#### [Obiettivo A]
Ricopia tale e quale il tratto dell'elenco riportato più avanti che va dalla riga contenente "Target: tree" fino all'ultima riga dell'elenco, entrambe comprese.

#### [Testo scelto]
================================

COMMENTO: Ci sono diverse premesse da fare. So perfettamente come funzionano le gravidanze in land, ma il motivo di questa gestazione estremamente lunga sono da attribuirsi a diverse cause:

1 ho giocato davvero poco con la fata negli ultimi tempi – e con ultimi tempi intendo gli ultimi due anni;

2 la player che avrebbe dovuto muovere il nascituro è svanita nel nulla;

3 nel tempo, si sono presentate richieste di ammissione in razza che aprivano spiragli, ma si è trattato anche di player che, superato l’esame di ammissione, si sono dileguate;

4 ho fatto fatica a trovarne un’altra. Si sa, le fate non sono proprio una razza per cui si faccia a botte, men che meno una banshee e ancor meno un pg che fosse legato alla sottoscritta :D

5 nelle indicazioni date nel topic riservato alle gravidanze, non ho trovato suggerimenti che potessero essere validi in merito alla presunta sparizione di questa “figlia” subito dopo il parto. Non è contemplata la possibilità di morte per parto né per la fata madre né per la fata figlia, essendo che questi esserini si riproducono, vivono e muoiono in modo non del tutto convenzionale;

6 si era aperta all’orizzonte la possibilità che diventasse un png a tutti gli effetti, ma poi ci siamo rese conto che c’era stato un misunderstanding in merito a questa ipotesi.

================================

#### [Dati del compito]
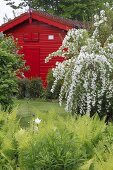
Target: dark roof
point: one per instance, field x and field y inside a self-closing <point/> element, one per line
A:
<point x="69" y="22"/>
<point x="61" y="22"/>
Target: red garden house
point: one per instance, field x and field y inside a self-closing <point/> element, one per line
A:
<point x="39" y="34"/>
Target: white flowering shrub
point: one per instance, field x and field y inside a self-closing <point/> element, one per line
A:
<point x="87" y="69"/>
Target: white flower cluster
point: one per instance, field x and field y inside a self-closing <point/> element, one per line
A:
<point x="86" y="71"/>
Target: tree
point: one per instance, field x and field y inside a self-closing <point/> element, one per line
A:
<point x="11" y="65"/>
<point x="87" y="69"/>
<point x="73" y="9"/>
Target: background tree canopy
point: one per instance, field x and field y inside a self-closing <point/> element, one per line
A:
<point x="74" y="9"/>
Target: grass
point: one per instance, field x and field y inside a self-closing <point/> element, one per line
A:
<point x="30" y="109"/>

================================

#### [Obiettivo B]
Come proseguiresti il commento sulla lunghissima gravidanza della fata riportato sopra, riprendendo subito dopo la sua ultima frase?

#### [Soluzione esercizio A]
Target: tree
point: one per instance, field x and field y inside a self-closing <point/> element, one per line
A:
<point x="11" y="65"/>
<point x="87" y="69"/>
<point x="73" y="9"/>
Target: background tree canopy
point: one per instance, field x and field y inside a self-closing <point/> element, one per line
A:
<point x="74" y="9"/>
Target: grass
point: one per instance, field x and field y inside a self-closing <point/> element, one per line
A:
<point x="30" y="109"/>

#### [Soluzione esercizio B]
Insomma, ogni giocata fatta da Fannith in questo periodo portava il costante riferimento al suo essere “gravida” e ho giustificato, in on, questa serie infinite di lune per cui lo è rimasta con una mancata volontà da parte di Maeren di staccarsi dalla “madre”. Se servono tutti i vari link, sia della giocata “incriminata” che delle successive, chiedete e vi sarà dato!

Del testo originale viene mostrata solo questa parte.